== RECORDS SUPPLIED ==

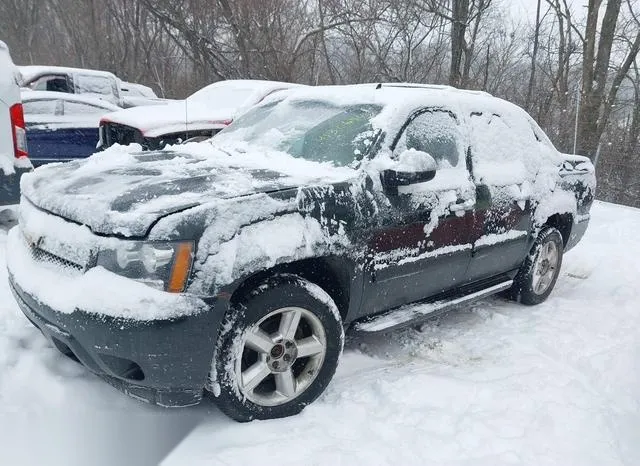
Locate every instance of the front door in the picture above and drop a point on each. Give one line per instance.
(423, 248)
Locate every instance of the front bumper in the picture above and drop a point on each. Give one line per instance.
(164, 362)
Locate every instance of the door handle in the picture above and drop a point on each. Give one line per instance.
(461, 206)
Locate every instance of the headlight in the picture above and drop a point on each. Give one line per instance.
(162, 265)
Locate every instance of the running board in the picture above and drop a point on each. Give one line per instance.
(414, 313)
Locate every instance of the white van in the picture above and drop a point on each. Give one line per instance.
(14, 160)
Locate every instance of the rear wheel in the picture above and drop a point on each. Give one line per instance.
(278, 350)
(539, 272)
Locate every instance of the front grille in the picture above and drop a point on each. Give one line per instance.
(115, 133)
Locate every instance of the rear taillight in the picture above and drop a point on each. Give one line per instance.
(19, 131)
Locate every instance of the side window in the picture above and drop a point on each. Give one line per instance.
(89, 84)
(55, 83)
(502, 154)
(436, 132)
(78, 108)
(341, 139)
(40, 107)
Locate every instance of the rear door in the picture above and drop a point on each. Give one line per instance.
(424, 247)
(503, 173)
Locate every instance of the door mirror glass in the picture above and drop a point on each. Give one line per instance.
(412, 167)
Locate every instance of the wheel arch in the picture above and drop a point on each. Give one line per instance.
(331, 273)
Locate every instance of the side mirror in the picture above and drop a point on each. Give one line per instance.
(413, 167)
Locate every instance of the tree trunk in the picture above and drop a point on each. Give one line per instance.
(459, 19)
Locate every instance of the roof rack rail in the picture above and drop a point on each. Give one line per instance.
(432, 86)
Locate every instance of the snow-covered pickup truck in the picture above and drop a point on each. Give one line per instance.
(234, 266)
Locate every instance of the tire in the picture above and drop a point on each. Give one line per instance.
(260, 340)
(535, 279)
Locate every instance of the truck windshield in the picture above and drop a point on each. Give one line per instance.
(312, 130)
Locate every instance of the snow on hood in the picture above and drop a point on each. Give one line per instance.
(125, 193)
(172, 117)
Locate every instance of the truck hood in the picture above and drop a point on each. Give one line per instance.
(117, 192)
(172, 118)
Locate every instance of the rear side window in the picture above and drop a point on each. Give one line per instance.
(436, 132)
(502, 152)
(79, 108)
(40, 107)
(89, 84)
(54, 83)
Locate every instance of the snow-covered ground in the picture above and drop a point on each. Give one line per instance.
(493, 383)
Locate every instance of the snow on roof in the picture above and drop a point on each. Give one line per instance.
(31, 72)
(399, 100)
(135, 89)
(28, 95)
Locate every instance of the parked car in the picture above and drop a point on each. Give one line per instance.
(14, 159)
(62, 127)
(94, 83)
(234, 266)
(200, 116)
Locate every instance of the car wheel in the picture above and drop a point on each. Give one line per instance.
(277, 351)
(538, 274)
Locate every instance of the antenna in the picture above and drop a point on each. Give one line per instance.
(186, 119)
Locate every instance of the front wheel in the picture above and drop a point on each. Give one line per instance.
(278, 350)
(538, 274)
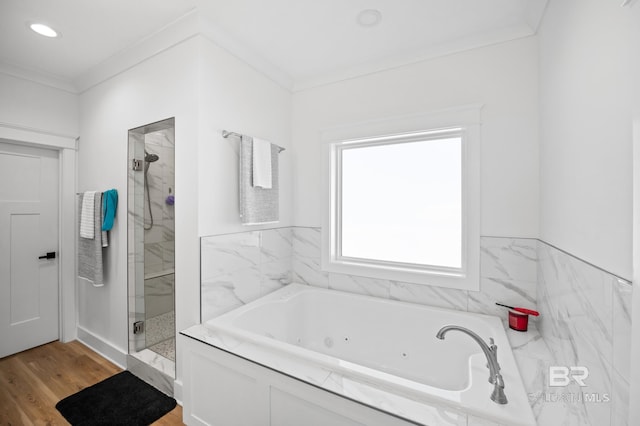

===

**TO BE DONE**
Render each line of the listing above as a numbered list, skipping blank lines and omitting the pictures.

**COMPLETED EXERCISE**
1. Locate every instance of the front door in the picture above and drop a point on each. Give one line per instance.
2. (423, 248)
3. Locate every instance of the front bumper in the picture above and drop a point on each. Give one line per instance.
4. (164, 362)
5. Locate every instance of the door handle in the picture above and drop a point on each. Give one line per instance.
6. (461, 206)
7. Locate every instance of the headlight in the picture above and drop a point on each. Give one line per instance.
8. (162, 265)
9. Locate every instance of the running board in the picture above and drop a point on each. Give one line per instance.
10. (414, 313)
11. Locate every instance of the white van in the picture above and drop a point on each. Give one line per instance.
12. (14, 160)
13. Locate every instance of the rear wheel in the picture above and drop a point on each. Give one line per instance.
14. (278, 350)
15. (539, 272)
16. Locate every instance of the front grille in the picture above and drop a point on each. Give one line per instance.
17. (115, 133)
18. Locate every instance of the rear taillight in the picture above and drop a point on each. Give one line per instance.
19. (19, 131)
20. Locate every instance of the side window in the picture above and drop a point on each. Give one line per instance.
21. (89, 84)
22. (55, 83)
23. (502, 154)
24. (436, 132)
25. (78, 108)
26. (341, 139)
27. (40, 107)
28. Locate every instance of the rear door in the picture above and drop a point on each. Give one line per instance.
29. (424, 247)
30. (503, 173)
31. Locate every instance of the door mirror glass in the picture above and drop a point on each. Give one line per instance.
32. (412, 167)
33. Locate every instance of the wheel arch in the picture above and drop a point on each. Give one line per instance.
34. (331, 273)
35. Locate every instance of the side mirror in the picture above and drop a point on each. Give one line per instance.
36. (413, 167)
37. Locate every instance of the tree trunk in the picture above and drop a point on each. Give one line per instance.
38. (459, 19)
39. Locate every instance of the roof rack rail in the picture above and drop a point on each. Give one line per instance.
40. (432, 86)
41. Locate every instance of the snow-covered pickup truck in the picture above and drop a point on each. Give one line per instance.
42. (234, 266)
43. Locate every instance of the tire in the picture above and drop a point on each. Give one line per instance.
44. (260, 340)
45. (535, 279)
46. Locate every instance of the truck windshield in the picture above and drop a point on each. Give one line per instance.
47. (312, 130)
48. Locate every instance of the snow on hood in the picture above and drop a point on each. Give one line per instance.
49. (125, 193)
50. (172, 117)
51. Locate every instance of the truck hood in the picture above and drop a point on each. Give one line per instance.
52. (117, 192)
53. (172, 118)
54. Locate every instance of the rear side window in the picture above and drop a point on each. Give one line per instance.
55. (436, 132)
56. (502, 152)
57. (79, 108)
58. (40, 107)
59. (89, 84)
60. (54, 83)
61. Locate every instance of the snow-covered ground in the picture above and drop a point on each. Give one line per instance.
62. (493, 383)
63. Locate every instance of the snow on roof in the picture above and drop a point on each. Give one line per instance.
64. (31, 72)
65. (399, 100)
66. (135, 89)
67. (28, 95)
68. Locate every instance of the parked car in the picture above and drop a point on each. Give one line per instance.
69. (14, 159)
70. (62, 127)
71. (94, 83)
72. (234, 266)
73. (200, 116)
74. Locate every instance of the car wheel in the picture above and drop a point on each. Give one line per instance.
75. (277, 351)
76. (538, 274)
77. Locate every instance of the antenna in the picture above and drop a point on each. Give one line per instance.
78. (186, 119)
79. Locate every instance of the front wheel in the picture above and drop a point on each. Give one line per instance.
80. (278, 350)
81. (538, 274)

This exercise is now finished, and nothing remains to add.